*** THE RECORDS Section Begins ***

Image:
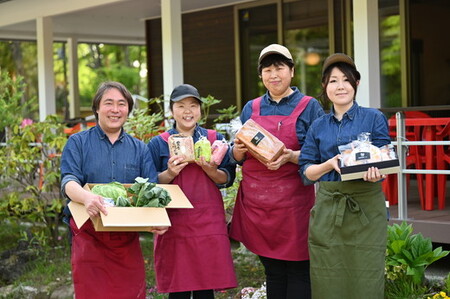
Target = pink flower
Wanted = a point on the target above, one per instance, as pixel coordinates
(26, 122)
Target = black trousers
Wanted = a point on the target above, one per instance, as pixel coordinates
(286, 279)
(204, 294)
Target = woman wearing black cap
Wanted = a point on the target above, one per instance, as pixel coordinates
(195, 254)
(272, 207)
(347, 235)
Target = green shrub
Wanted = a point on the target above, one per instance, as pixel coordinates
(407, 257)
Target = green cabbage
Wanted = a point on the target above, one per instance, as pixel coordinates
(111, 190)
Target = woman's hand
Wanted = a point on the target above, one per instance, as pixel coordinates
(316, 171)
(288, 155)
(373, 175)
(175, 165)
(334, 162)
(209, 168)
(239, 150)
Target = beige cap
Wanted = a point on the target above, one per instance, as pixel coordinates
(274, 49)
(335, 58)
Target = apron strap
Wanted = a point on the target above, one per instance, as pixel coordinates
(212, 136)
(165, 136)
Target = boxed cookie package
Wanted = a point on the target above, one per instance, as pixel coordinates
(357, 156)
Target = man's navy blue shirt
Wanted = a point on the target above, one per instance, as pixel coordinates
(89, 157)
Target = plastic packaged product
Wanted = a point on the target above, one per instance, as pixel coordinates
(180, 145)
(219, 149)
(203, 149)
(260, 143)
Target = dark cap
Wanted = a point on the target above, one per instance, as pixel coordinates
(184, 91)
(335, 58)
(274, 49)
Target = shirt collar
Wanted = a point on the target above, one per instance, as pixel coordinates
(350, 113)
(285, 99)
(103, 135)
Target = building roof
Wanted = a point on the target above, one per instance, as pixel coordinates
(107, 21)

*** THE RECORDS Section Ends ***

## PROBLEM
Return, exactly as they stand, all of the lines above, but not the pictures.

## YOUR RESPONSE
Image:
Target = pink flower
Wanted = a point on the target above, one per instance, as pixel coordinates
(26, 122)
Target = black trousers
Wanted = a point on the target above, one per instance, as pixel coordinates
(286, 279)
(204, 294)
Target = woman wearing black cap
Wanted = a point on the target above, one per instance, as pixel coordinates
(195, 254)
(272, 207)
(347, 235)
Target = green shrub
Wanted = a point on the target above, one per instance, as pixel coordinates
(407, 257)
Target = green cabbage
Wanted = a point on the target above, one per instance, as pixel coordinates
(111, 190)
Target = woman's hand
Wanted = a point on the target above, one per instance, as pixel coordinates
(316, 171)
(288, 155)
(373, 175)
(175, 165)
(334, 162)
(209, 168)
(239, 150)
Target = beige cap
Wanted = a point on the target above, one per instance, as pixel coordinates
(274, 49)
(335, 58)
Target = apron strap
Wanted = a point on the target above, one per instance, as pixel coordinates
(212, 136)
(165, 136)
Target = boxed cookie package
Wanted = a point on the target above, one per instance, as pixel coordinates
(357, 156)
Target = man's navy blue shirt
Wanted = a point on the target above, one per instance, as pixel coordinates
(89, 157)
Target = plastic packaged product
Wanted = a point on the target above, one per instance, as pixel coordinates
(180, 145)
(219, 149)
(203, 149)
(260, 143)
Target = dark cap
Wanted = a point on the target above, one per instance, as pixel coordinates
(184, 91)
(335, 58)
(274, 49)
Target = shirt collar
Wanted = a point on the target above, one per instance, as pixel coordinates
(350, 113)
(285, 99)
(103, 135)
Target = building roof
Wanted = a point on the target above, one per instance, as pixel coordinates
(107, 21)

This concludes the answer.